Textausschnitt:
○ ○ ○ ○ ○
Bei der Behandlung des Analkarzinoms hat sich die organerhaltende kombinierte Radiochemotherapie (RCT) als Primärbehandlung durchgesetzt. Eine chirurgische Entfernung des Tumors kommt nur als Option für Nicht-Ansprecher oder bei lokoregionärem Rezidiv zum Einsatz [1]. Vor der Einführung der RCT war die abdominoperineale Resektion mit Schließmuskelverlust der einzige kurative Ansatz, der aber mit Einbußen an Lebensqualität und schlechten onkologischen Ergebnissen verbunden war [2]. Der Übersichtsartikel fasst die aktuellen, klinisch-therapeutischen Entwicklungen zusammen und gibt einen Ausblick auf mögliche zukünftige Entwicklungen.
Ätiologie
Analkarzinome sind in 70–90 % der Fälle mit einer HPV-Infektion assoziiert, meist mit dem Hochrisiko-Stamm HPV16. Eine bestehende Immunsuppression ist einer der wichtigsten Risikofaktoren für die Entstehung des Analkarzinoms. Hier müssen die Infektion durch das Humane Immundefizienz-Virus (HIV) oder die medikamentöse Immunsuppression nach Organtransplantation als häufigste Ursachen genannt werden [3, 4]. Zigarettenrauchen, rezeptiver Analverkehr und eine hohe Anzahl von Sexualpartnern sind weitere etablierte Risikofaktoren [5].
○ ○ ○ ○ ○
(Gespeicherte Datensätze)
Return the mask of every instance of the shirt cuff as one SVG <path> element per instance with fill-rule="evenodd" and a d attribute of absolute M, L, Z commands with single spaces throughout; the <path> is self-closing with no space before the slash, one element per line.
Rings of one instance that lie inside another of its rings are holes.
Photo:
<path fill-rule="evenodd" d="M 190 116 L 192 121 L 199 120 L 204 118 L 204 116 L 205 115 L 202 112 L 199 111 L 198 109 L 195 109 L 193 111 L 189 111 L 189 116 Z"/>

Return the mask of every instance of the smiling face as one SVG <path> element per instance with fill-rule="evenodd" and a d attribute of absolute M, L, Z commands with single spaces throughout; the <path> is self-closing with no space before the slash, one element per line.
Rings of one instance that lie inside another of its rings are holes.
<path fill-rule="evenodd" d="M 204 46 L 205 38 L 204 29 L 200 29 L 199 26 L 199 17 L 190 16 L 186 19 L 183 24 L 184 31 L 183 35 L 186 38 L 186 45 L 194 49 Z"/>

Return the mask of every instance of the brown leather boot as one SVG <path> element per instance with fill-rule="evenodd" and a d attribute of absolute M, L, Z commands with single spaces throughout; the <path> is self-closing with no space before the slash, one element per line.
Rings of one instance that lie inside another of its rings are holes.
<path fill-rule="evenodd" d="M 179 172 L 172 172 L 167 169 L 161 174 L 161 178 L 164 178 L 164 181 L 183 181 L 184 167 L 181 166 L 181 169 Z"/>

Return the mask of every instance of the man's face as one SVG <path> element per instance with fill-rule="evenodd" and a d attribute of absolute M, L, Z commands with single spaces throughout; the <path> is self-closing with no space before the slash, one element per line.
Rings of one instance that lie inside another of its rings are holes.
○ ○ ○ ○ ○
Aufgabenstellung: Geben Sie den Text zum Analkarzinom von „Bei der Behandlung“ bis hinunter zu „mögliche zukünftige Entwicklungen.“ erneut wieder und benennen Sie dabei „Primärbehandlung“ in „Erstlinientherapie“ um.

Lösung:
Bei der Behandlung des Analkarzinoms hat sich die organerhaltende kombinierte Radiochemotherapie (RCT) als Erstlinientherapie durchgesetzt. Eine chirurgische Entfernung des Tumors kommt nur als Option für Nicht-Ansprecher oder bei lokoregionärem Rezidiv zum Einsatz [1]. Vor der Einführung der RCT war die abdominoperineale Resektion mit Schließmuskelverlust der einzige kurative Ansatz, der aber mit Einbußen an Lebensqualität und schlechten onkologischen Ergebnissen verbunden war [2]. Der Übersichtsartikel fasst die aktuellen, klinisch-therapeutischen Entwicklungen zusammen und gibt einen Ausblick auf mögliche zukünftige Entwicklungen.